_Direction_
Print again, without any change, the lines below starting at the line that contains "out the distant" and ending at the line that contains "x=632, y=48", with both of those lines included.

_Exercise input_

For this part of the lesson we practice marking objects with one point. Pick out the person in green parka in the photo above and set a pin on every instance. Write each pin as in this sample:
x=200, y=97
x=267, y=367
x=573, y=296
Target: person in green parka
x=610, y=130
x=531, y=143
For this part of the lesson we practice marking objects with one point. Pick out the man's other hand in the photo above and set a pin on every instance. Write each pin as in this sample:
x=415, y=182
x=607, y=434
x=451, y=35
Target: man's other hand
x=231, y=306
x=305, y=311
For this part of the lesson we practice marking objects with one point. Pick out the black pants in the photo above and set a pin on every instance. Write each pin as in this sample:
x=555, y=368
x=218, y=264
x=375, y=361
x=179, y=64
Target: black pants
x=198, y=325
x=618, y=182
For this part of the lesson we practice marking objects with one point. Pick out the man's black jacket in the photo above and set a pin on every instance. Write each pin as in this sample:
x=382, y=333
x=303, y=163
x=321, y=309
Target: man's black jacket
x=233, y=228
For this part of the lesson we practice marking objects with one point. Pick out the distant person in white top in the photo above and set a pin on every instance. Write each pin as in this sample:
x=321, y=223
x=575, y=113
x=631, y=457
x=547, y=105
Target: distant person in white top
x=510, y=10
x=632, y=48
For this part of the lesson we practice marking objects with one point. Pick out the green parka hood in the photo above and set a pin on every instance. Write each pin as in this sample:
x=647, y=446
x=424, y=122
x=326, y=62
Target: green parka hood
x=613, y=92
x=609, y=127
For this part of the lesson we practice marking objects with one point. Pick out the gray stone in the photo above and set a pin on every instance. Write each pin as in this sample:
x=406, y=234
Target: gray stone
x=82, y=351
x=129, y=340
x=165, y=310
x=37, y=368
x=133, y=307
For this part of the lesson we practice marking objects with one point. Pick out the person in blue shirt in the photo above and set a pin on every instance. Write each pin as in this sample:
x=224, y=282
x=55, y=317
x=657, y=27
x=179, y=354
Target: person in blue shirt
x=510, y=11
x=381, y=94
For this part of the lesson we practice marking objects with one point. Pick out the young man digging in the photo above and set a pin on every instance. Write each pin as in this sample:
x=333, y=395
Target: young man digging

_Result for this task_
For this part of the lesson we practice marking objects with one point. Pick out the distant person in white top in the photo above and set a pin on every instance. Write each pin as in this sample:
x=321, y=223
x=575, y=113
x=631, y=457
x=547, y=105
Target: distant person in white top
x=510, y=10
x=632, y=48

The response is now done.